WHAT YOU NEED TO DO | Copy out every line of the records below, word for word and unchanged.

(Location annotation dataset excerpts)
-------

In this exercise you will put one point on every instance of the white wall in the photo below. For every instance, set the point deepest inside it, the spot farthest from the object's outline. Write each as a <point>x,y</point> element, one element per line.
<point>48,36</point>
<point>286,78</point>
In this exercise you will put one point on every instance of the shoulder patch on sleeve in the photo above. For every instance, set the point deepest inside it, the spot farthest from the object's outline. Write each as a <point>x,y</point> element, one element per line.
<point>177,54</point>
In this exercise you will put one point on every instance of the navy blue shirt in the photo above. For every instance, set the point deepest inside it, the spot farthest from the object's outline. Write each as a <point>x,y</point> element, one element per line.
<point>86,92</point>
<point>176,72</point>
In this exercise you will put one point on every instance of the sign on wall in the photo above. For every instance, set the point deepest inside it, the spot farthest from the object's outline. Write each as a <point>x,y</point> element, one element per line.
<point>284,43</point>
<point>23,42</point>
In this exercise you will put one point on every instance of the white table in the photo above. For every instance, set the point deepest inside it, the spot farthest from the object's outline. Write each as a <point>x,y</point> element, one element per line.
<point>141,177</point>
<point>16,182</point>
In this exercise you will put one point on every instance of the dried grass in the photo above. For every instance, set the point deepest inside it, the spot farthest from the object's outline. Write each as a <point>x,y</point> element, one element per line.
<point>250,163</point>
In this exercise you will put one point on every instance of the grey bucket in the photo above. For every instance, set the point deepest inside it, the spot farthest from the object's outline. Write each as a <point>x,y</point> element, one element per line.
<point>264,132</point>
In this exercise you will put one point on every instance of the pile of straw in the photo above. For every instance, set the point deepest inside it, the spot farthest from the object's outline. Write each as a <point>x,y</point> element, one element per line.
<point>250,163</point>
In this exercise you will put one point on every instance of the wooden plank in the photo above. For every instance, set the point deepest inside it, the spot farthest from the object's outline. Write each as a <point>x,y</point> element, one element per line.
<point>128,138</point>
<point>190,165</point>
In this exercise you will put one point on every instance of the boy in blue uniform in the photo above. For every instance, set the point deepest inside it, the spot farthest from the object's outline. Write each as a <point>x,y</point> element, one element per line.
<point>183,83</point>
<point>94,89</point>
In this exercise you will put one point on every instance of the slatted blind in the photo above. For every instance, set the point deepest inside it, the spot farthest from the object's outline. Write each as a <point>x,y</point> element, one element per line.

-------

FULL SOLUTION |
In this exercise you will put one point on every instance of the white wall in the photo below. For every instance, set the point deepest inside it, the spot farthest from the object's outline. Write each as a <point>x,y</point> element, one element per line.
<point>48,36</point>
<point>286,78</point>
In this exercise you will put one point on every instance of the shoulder patch on sleeve in the photo above. For every instance, set the point deepest inside it, the spot farthest from the object's outline. Write each as a <point>x,y</point> element, one element per line.
<point>177,54</point>
In this exercise you will put one point on every instance of the navy blue shirt in the photo above. For every instance, set the point deepest inside it, the spot farthest from the object's outline. Write each as a <point>x,y</point> element, one element per line.
<point>86,92</point>
<point>176,72</point>
In this exercise you will put one point on every instance of the sign on wall in the photo above. For every instance, set the point deepest inside it, the spot farthest from the object's outline. Write each as a <point>x,y</point> element, one element per line.
<point>284,43</point>
<point>23,42</point>
In this exercise you will put one point on every instance of the white table in the photo above. For every instance, set the point deepest inside it, the spot farthest from the object's outline. Write each as a <point>x,y</point> element, one element per line.
<point>141,177</point>
<point>16,182</point>
In this exercise you will put one point on every instance of the dried grass in the photo above. For every instance, set the point deepest inside it, the spot farthest from the object's outline. Write each as a <point>x,y</point> element, one element per line.
<point>250,163</point>
In this exercise you will put one point on every instance of the grey bucket in the photo above. For every instance, set the point deepest inside it, the spot farthest from the object's outline. Write each as a <point>x,y</point> element, one element per line.
<point>264,132</point>
In this exercise you will put one point on every instance of the pile of straw in the photo above. For every instance, set the point deepest inside it, the spot farthest from the object's outline. Write each as a <point>x,y</point> element, one element per line.
<point>250,163</point>
In this exercise you will put one point on every instance of the wooden plank in the photo above. For every instance, set the point deepest inside it, the spot farthest from the object's outline. Write each as a <point>x,y</point> element, one element per line.
<point>128,138</point>
<point>190,165</point>
In this exercise you will put one point on every instance of the boy in blue uniform in the photo above. For every instance, set the point deepest inside it, the spot farthest from the object's outline. Write each as a <point>x,y</point> element, one element per line.
<point>183,83</point>
<point>94,89</point>
In this exercise you will put one point on every instance of the slatted blind in the photo above. For every instance, set the point deepest inside it, the spot farthest from the object's outline. Write each as a <point>x,y</point> element, one element per line.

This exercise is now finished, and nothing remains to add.